Given passage:
----------

Companies in China need a license to run mobile payments services and Beijing, wary of risk in a new fast growing financial segment, stopped issuing them in 2016, after it had already granted one to Wuhan Yibao. When Bytedance bought Wuhan Yibao last September, it acquired the license too.

Unlike on TikTok—the Douyin clone Bytedance built for the U.S. and other international markets—Douyin users are able to shop for products through the app by clicking on the short-video clips, which directs them to an online marketplace.

The technology has opened up new tools for advertisers. If an influencer is wearing a particular shirt, for example, the brand can pay Bytedance to link the video to the sales page for that item.

Adding an in-house payments system seems like a logical step, as it encourages users to keep cash within the Bytedance ecosystem and reduces Douyin’s reliance on its rivals, Alibaba and Tencent.

Currently, Douyin’s users mostly make payments on the app through Tencent’s WeChat Pay and Alibaba-affiliate Ant’s Alipay. Combined, WeChat Pay and Alipay handle roughly 90% of all mobile payments in China, a market that process roughly $70 trillion in mobile payments a year.

Bytedance, which was founded in 2012, has been at odds with the tech titans before. In 2018, Bytedance traded anti-defamation lawsuits with Tencent as the companies accused one another of trying to undermine their reputation. Bytedance had claimed links to its services were blocked by Tencent on the latter’s messaging apps. Tencent is also invested in Douyin rival Kuaishou, which is gearing up for a $5 billion IPO in Hong Kong.

Meanwhile, Douyin’s investment in e-commerce is a direct challenge to Alibaba. Last year, Alibaba put livestreaming front and center for its Singles’ Day sales event—China’s largest shopping festival—with 300 celebrities hosting livestream sales promotions. Within the first half hour of the event, livestreamers shipped some $7.5 billion worth of goods.

----------

(Entries from a data source)
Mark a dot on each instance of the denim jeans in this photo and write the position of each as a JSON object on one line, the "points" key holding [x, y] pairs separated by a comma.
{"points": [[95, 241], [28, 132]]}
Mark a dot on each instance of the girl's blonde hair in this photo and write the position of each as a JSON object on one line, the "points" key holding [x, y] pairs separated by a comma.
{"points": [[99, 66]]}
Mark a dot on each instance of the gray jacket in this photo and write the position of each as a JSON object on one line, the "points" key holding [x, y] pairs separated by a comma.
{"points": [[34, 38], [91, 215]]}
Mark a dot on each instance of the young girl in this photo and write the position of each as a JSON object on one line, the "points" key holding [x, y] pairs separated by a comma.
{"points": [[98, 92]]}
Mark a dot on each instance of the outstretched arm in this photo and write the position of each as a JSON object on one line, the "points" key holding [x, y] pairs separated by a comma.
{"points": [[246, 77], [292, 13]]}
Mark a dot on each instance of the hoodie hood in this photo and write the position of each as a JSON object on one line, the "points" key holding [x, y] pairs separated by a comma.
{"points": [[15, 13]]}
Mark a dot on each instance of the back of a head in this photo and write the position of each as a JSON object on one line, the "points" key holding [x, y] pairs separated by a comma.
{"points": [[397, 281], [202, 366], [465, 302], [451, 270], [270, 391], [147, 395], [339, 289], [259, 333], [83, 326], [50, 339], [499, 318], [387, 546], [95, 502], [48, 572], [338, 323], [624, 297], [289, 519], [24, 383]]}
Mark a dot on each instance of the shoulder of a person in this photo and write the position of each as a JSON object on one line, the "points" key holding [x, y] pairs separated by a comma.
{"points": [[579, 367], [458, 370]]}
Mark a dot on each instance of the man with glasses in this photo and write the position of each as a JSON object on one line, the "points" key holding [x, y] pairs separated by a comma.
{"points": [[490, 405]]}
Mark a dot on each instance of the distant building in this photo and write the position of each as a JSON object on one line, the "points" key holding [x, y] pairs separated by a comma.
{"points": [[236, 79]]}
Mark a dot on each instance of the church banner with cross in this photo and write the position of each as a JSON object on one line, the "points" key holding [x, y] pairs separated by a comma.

----------

Aim 1: Render part of the listing as a JSON array of strings, one string per line with blank lines skipped. Begin at the line in the listing that contains "Mark a dot on each instance of the back" and stop at the end of the listing.
Aim 2: Write the next part of the article on Bytedance's push into mobile payments, picking up right after its final sentence.

Response 1:
[
  "Mark a dot on each instance of the back of a head in this photo and write the position of each as a JSON object on one line, the \"points\" key holding [x, y] pairs separated by a comma.",
  "{\"points\": [[397, 281], [202, 366], [465, 302], [451, 270], [270, 391], [147, 395], [339, 289], [259, 333], [83, 326], [50, 339], [499, 318], [387, 546], [95, 502], [48, 572], [338, 323], [624, 297], [289, 519], [24, 383]]}",
  "Mark a dot on each instance of the shoulder of a person in this photo and write the position of each as a JSON object on one line, the \"points\" key holding [x, y] pairs separated by a comma.",
  "{\"points\": [[579, 367], [458, 370]]}",
  "Mark a dot on each instance of the man with glasses in this photo and write the position of each as a JSON object on one line, the \"points\" key holding [x, y] pairs separated by a comma.",
  "{\"points\": [[490, 405]]}",
  "Mark a dot on each instance of the distant building in this photo and write the position of each as a JSON object on one line, the \"points\" key holding [x, y] pairs separated by a comma.",
  "{\"points\": [[236, 79]]}",
  "Mark a dot on each instance of the church banner with cross in this photo and write the position of each as a JSON object on one line, the \"points\" key holding [x, y] pairs separated by a comma."
]

Response 2:
At the moment, Douyin Pay lacks some of the features that users can get through Alipay, such as credit extension and access to Yue’bao, a money market where Alipay customers can invest their digital loose change. Douyin Pay is only offering debit payments, but its launch comes at a opportune moment.

Last year, China’s central government roadblocked Ant’s $35 billion IPO after Alibaba founder Jack Ma openly criticized Beijing’s financial regulators. Now Ant is facing even greater scrutiny, with regulators reportedly pressuring the company to scrap services that are more complicated than basic payments processing.

The crackdown on Ant could level the playing field for an upstart like Douyin, which has also fallen foul of regulators for allowing “obscene” content on its app. But, in a turn of luck, Douyin just scored a deal with China’s central broadcaster CCTV to be the exclusive “red packet” partner for the network’s upcoming New Year Gala—a multi-hour long variety show that airs on Chinese New Year eve.

During the gala, viewers have the chance to win digital “red packets”—envelopes stuffed with cash, traditionally exchanged during Chinese New Year—distributed by the media partner. Both WeChat and Alipay have used the gala partnership to drive downloads of their payment apps before, as viewers sign up for the chance of a free handout.

This year’s gala had originally tapped e-commerce firm Pinduoduo as its red packet partner, but it cancelled the agreement as a scandal involving the deaths of two Pinduoduo employees erupted earlier this month.